━━━━━ EXTRAIT DU DOCUMENT

Wilna, le 14 juillet 1812.

Sixième bulletin de la grande armée.

Le roi de Naples a continué à suivre l'arrière-garde ennemie. Le 5 il a rencontré la cavalerie ennemie en position sur la Dziana; il l'a fait charger par la brigade de cavalerie légère que commande le général baron Subervic. Les régiments prussiens, wurtembergeois et polonais qui font partie de cette brigade ont chargé avec la plus grande intrépidité. Ils ont culbuté une ligne de dragons et de hussards russes, et ont fait deux cents prisonniers hussards et dragons montés. Arrivé au delà de la Dziana, l'ennemi coupa les ponts et voulut défendre le passage. Le général comte Montbrun fit alors avancer ses cinq batteries d'artillerie légère, qui, pendant plusieurs heures, portèrent le ravage dans les rangs ennemis. La perte des Russes a été considérable.

Le général comte Sébastiani est arrivé le même jour à Vidzoni, d'où l'empereur de Russie était parti la veille.

Notre avant-garde est sur la Dwina.

Le général comte Nansouty était le 5 juillet à Postavorio ; il se porta, pour passer la Dziana, à six lieues de là, sur la droite du roi de Naples. Le général de brigade Roussel, avec le neuvième régiment de chevau-légers polonais et le deuxième régiment de hussards prussiens, passa la rivièrə, culbuta six escadrons russes, en sabra un bon nombre et fit quarante-six prisonniers avec plusieurs officiers. Le général Nansouty se loue de la conduite du général Roussel, et cite avec éloge le lieutenant Borke, du deuxième régiment de hussards prussiens, le sousofficier Krause et le hussard Lutze. S. M, a accordé la décoration de la Légion d'honneur au général Roussel, aux officiers et au sous-officier ci-dessus nommés.

Le général Nansouty a fait prisonniers cent trente hussards et dragons russes montés.

━━━━━━━━━━

**CONSIGNE:** Poursuivez le bulletin de la grande armée au-delà de sa dernière phrase.

━━━━━ DONNÉES FOURNIES

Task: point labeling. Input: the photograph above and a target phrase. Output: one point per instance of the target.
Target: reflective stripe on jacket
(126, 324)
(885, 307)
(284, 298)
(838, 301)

━━━━━━━━━━

**RÉPONSE:**
Le 3 juillet la communication a été ouverte entre Grodno et Wilna par Léda. L'hetman Platoff, avec six mille Cosaques, chassé de Grodno, se présenta sur Léda et y trouva les avantpostes français. Il descendit sur Ivié le 5.

Le général comte Grouchy occupait Witchnew, Traboni et Soubotnicki. Le général baron Pujol était à Perchai. Le général baron Bordesoulle était à Blacktoni; le maréchal prince d'Eckmülh était en avant de Bobrowitski, poussant des têtes de colonne partout.

Platoff se retira précipitamment, le 6, sur Nikolaew.

Le prince Bagration, parti dans les premiers jours de juillet de Wolkowisk, pour se diriger sur Wilna, a été intercepté dans sa route. Il est retourné sur ses pas pour gagner Minsk ; prévenu par le prince d'Eckmülh, il a changé de direction, a renoncé à se porter sur la Dwina et se porte sur le Borysthène par Bobrealz, en traversant les marais de la Bérésina.

Le maréchal prince d'Eckmülh est entré le 8 à Minsk. Il y a trouvé des magasins considérables en farine, en avoine, en effets d'habillement, etc. Bagration était déjà arrivé à Novoisworgrew; se voyant prévenu, il envoya l'ordre de brûler les magasins, mais le prince d'Eckmülh ne lui en a pas donné le temps.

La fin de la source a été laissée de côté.